Please filter the entries below, copying out every line that contains the word "chef".

*The data*.
——————————

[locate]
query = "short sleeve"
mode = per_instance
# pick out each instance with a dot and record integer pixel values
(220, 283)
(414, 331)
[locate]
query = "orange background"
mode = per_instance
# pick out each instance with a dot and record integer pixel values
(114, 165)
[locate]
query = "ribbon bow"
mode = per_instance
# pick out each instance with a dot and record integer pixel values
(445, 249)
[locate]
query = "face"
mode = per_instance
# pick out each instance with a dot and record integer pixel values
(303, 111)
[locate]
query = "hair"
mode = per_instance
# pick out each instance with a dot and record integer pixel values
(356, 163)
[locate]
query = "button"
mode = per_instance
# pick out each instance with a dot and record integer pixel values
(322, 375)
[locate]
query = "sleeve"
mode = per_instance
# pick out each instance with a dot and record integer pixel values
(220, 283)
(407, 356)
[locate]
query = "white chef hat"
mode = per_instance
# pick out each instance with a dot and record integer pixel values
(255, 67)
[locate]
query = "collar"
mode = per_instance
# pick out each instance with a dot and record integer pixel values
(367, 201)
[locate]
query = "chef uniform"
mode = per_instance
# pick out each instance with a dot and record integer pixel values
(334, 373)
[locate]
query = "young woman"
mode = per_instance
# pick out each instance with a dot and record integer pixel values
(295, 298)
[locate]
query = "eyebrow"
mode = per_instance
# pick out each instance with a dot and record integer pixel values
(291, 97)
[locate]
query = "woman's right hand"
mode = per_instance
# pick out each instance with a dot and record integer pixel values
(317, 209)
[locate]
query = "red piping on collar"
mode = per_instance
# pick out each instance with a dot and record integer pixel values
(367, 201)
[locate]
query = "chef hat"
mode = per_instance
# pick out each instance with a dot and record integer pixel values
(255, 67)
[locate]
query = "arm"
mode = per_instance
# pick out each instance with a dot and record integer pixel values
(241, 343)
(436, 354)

——————————

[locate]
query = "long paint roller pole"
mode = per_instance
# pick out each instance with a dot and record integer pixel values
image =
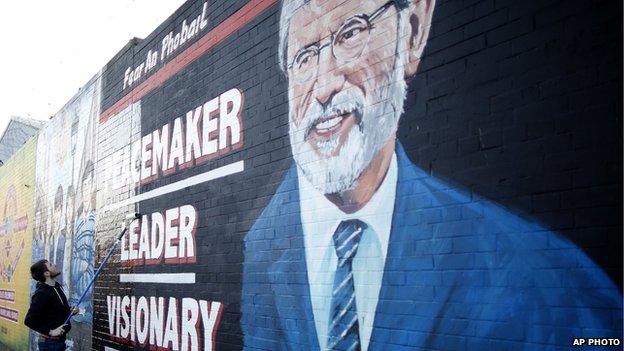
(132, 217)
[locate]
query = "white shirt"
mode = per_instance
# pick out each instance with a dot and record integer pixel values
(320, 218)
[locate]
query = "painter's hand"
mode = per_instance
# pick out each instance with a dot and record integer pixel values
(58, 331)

——————————

*Full output*.
query = "white chef hat"
query = "chef uniform"
query = "chef hat"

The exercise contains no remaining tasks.